[Source text]
# # # #

[SOLVED] `forall {..}` in GHC 9

`forall {..}` in GHC 9

This is valid syntax in GHC 9. What do the {..} mean (as distinct from (..) which GHC 8.10 requires here)?

ign :: forall {f :: Type -> Type} {p}. Applicative f => p -> f ()
ign _ = pure ()

Solution

See 6.4.14.1. Inferred vs. specified type variables:

Since the 9.0.1 release, GHC permits labelling the user-written type or kind variables as inferred, in contrast to the default of specified. By writing the type variable binder in braces as {tyvar} or {tyvar :: kind}, the new variable will be classified as inferred, not specified.

.. is a specified type
{..} is an inferred type

forall a. and forall {a}. are invisible quantifiers that GHC will instantiate automatically by unification.

const :: forall a b. a -> b -> a
const a _ = a

This means const True EQ instantiates a (@Bool) and b (@Ordering) without the users help.

If the user wants to explicitly instantiate them they can "override their visibility", using visible type applications. That's why they are specified types. (although "specifiable" might be a more accurate terminology)

>> :set -XTypeApplications
>> :t const @Bool @Ordering True EQ
const @Bool @Ordering True EQ :: Bool

If for some reason we only want to specify b (without summoning the "snail squad": @_, umm "partial type signatures") we can make a an inferred type. Then the first type is dropped

const2 :: forall {a} b. a -> b -> a
const2 a _ = a

>> :t const2 @Ordering True EQ
const2 @Ordering True EQ :: Bool

For your example it means ghc must infer the type of f and p. You cannot write ign @IO @Int.

# # # #

[Extracted data]
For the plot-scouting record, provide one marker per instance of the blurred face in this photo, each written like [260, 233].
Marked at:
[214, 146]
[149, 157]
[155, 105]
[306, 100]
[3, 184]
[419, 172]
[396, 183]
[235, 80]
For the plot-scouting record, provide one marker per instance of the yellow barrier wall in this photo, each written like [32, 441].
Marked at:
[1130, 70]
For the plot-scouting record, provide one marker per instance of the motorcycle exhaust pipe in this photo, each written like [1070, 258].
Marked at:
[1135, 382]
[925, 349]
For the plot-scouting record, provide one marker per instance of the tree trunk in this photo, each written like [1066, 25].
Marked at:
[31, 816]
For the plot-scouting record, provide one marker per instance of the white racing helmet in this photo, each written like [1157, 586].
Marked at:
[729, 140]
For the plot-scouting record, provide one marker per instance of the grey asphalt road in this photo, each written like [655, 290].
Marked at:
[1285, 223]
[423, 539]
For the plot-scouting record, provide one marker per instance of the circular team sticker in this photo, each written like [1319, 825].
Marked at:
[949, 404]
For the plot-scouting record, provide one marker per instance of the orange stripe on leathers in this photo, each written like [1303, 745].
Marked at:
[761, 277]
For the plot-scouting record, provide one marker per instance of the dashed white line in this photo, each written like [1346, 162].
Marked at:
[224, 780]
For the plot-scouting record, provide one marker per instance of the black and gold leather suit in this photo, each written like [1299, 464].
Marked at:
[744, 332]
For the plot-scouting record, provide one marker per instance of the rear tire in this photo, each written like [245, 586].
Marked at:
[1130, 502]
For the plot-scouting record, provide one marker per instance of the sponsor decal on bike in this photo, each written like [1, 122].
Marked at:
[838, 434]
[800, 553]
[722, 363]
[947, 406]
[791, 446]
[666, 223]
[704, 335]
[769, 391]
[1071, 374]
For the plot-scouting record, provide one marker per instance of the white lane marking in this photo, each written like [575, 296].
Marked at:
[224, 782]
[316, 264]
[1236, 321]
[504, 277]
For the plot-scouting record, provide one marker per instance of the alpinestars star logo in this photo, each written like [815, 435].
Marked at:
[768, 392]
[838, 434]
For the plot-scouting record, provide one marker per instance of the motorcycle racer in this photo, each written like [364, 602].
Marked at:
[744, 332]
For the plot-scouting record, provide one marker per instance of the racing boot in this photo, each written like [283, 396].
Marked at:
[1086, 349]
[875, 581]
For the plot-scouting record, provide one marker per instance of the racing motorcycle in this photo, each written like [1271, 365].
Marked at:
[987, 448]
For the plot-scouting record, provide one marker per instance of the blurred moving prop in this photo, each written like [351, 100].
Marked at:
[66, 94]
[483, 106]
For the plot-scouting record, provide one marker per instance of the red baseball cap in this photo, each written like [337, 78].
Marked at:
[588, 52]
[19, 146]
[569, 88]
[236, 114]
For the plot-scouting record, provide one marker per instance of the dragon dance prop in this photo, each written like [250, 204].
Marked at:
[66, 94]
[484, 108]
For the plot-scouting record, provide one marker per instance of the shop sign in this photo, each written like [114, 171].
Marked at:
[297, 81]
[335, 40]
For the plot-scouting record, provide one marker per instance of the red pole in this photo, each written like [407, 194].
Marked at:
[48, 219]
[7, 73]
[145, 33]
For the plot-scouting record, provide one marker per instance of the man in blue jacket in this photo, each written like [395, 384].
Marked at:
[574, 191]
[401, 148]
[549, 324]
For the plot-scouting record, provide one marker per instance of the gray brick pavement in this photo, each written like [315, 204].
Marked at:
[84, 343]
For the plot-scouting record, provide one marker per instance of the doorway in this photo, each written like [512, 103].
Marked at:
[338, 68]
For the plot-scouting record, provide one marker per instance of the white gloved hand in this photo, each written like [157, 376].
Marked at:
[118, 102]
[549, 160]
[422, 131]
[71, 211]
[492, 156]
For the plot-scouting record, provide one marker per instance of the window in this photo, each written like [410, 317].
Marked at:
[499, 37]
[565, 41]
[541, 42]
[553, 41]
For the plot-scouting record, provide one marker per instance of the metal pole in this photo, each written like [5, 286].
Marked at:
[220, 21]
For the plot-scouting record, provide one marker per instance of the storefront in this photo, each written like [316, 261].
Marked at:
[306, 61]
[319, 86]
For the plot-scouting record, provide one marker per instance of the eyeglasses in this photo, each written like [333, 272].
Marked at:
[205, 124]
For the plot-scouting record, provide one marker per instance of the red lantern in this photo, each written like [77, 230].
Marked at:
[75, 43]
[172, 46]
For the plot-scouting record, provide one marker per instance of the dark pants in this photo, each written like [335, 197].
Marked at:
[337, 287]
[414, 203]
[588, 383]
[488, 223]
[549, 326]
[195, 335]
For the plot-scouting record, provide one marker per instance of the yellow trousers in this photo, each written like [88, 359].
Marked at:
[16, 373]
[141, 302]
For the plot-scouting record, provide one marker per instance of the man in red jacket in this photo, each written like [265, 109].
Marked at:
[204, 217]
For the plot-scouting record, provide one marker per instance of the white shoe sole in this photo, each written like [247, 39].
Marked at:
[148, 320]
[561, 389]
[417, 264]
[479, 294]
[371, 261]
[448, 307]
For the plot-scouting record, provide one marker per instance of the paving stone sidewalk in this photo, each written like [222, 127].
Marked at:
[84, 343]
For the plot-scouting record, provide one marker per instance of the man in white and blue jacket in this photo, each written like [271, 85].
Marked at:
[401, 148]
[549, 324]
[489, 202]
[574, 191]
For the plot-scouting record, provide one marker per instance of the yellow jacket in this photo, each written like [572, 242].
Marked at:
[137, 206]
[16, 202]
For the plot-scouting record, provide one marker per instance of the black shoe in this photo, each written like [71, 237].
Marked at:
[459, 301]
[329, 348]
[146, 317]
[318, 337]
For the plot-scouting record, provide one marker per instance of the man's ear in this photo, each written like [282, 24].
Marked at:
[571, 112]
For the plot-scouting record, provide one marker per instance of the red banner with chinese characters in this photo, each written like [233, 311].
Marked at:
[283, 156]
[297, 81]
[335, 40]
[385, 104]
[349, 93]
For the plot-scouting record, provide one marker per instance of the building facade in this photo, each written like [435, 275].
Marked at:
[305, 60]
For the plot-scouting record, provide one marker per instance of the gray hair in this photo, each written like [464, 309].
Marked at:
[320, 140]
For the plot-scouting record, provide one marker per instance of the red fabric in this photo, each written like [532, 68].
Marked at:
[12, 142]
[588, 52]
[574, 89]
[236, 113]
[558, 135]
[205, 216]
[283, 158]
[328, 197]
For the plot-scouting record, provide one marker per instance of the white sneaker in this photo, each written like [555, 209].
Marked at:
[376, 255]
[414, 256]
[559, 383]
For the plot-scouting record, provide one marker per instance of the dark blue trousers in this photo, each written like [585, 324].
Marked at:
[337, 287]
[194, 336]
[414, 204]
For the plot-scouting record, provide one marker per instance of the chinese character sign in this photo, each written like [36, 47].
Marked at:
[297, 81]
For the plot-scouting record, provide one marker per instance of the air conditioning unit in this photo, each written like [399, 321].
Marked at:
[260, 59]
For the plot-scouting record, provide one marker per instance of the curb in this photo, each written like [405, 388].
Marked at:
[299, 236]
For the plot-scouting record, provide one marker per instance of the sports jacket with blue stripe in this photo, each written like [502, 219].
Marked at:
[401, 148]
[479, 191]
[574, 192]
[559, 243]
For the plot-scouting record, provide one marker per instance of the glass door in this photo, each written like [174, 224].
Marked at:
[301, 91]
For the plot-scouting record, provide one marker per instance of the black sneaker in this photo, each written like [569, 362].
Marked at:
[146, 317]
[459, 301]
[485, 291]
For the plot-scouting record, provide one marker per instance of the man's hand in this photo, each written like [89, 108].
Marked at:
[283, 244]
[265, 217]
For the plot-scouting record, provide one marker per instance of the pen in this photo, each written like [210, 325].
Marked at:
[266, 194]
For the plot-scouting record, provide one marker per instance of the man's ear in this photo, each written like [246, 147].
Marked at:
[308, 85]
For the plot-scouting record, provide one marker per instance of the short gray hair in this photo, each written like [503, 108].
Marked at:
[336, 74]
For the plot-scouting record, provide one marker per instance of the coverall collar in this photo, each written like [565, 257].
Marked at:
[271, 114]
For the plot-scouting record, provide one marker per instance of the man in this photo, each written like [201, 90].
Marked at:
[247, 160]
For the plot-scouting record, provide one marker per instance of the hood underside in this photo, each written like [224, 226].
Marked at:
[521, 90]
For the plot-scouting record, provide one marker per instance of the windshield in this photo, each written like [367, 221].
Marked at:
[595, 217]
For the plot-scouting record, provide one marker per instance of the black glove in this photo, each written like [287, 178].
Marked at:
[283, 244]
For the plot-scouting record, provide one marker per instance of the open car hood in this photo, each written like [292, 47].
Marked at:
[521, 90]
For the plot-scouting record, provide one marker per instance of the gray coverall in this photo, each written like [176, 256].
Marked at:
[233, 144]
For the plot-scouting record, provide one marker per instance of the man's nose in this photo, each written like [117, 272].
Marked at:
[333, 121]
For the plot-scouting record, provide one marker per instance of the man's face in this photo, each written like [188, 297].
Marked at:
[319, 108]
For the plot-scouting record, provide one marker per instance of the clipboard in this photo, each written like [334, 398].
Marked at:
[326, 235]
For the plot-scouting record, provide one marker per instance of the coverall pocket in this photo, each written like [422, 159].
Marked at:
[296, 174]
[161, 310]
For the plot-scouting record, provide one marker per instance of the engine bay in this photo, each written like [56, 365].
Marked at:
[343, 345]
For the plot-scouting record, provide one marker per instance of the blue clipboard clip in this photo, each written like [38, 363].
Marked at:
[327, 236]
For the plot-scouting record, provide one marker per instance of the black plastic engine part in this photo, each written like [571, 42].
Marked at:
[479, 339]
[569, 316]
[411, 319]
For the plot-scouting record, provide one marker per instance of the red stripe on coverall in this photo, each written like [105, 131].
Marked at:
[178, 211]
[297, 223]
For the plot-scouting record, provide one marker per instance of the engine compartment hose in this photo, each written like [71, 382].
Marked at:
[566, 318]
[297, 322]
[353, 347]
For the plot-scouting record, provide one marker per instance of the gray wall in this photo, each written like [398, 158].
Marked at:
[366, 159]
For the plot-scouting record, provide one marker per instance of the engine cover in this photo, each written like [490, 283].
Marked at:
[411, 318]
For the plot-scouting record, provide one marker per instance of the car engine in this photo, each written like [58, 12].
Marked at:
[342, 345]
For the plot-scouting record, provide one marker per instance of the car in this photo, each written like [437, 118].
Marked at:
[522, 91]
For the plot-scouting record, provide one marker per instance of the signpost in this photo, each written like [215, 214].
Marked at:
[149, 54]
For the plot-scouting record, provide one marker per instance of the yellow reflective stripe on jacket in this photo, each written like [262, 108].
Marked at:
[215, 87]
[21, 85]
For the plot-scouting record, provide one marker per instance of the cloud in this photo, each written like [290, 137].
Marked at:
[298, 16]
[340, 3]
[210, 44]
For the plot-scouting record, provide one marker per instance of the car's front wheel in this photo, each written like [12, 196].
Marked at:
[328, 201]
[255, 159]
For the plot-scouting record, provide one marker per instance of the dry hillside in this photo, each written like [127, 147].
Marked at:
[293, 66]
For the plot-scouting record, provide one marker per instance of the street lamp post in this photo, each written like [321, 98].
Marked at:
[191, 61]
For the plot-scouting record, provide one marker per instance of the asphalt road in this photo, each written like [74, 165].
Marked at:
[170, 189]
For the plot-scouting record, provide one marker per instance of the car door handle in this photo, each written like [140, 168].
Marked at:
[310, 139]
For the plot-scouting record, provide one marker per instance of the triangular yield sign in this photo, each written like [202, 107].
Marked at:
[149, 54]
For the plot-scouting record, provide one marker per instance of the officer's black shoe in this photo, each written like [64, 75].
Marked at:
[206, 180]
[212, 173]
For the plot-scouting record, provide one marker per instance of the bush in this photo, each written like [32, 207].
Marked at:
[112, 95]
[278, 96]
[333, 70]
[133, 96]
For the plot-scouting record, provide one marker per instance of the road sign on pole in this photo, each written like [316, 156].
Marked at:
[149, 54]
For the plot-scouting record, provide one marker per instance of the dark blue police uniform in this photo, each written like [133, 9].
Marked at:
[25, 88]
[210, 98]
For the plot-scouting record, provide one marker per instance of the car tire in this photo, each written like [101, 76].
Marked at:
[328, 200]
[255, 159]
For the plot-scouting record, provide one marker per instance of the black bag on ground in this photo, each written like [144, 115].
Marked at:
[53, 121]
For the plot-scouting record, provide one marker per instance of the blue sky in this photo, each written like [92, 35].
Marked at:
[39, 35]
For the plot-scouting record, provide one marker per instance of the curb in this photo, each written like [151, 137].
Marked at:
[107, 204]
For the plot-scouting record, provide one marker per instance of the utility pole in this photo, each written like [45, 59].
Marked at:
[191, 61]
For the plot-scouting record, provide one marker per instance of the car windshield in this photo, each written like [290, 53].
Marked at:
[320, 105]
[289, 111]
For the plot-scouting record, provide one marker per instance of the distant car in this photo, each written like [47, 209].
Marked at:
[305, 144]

# # # #

Repeat everything in the GHC 9 thread from "ign :: forall" down to "inferred, not specified.", word for word. The material has no connection to the GHC 9 thread.

[The completed task]
ign :: forall {f :: Type -> Type} {p}. Applicative f => p -> f ()
ign _ = pure ()

Solution

See 6.4.14.1. Inferred vs. specified type variables:

Since the 9.0.1 release, GHC permits labelling the user-written type or kind variables as inferred, in contrast to the default of specified. By writing the type variable binder in braces as {tyvar} or {tyvar :: kind}, the new variable will be classified as inferred, not specified.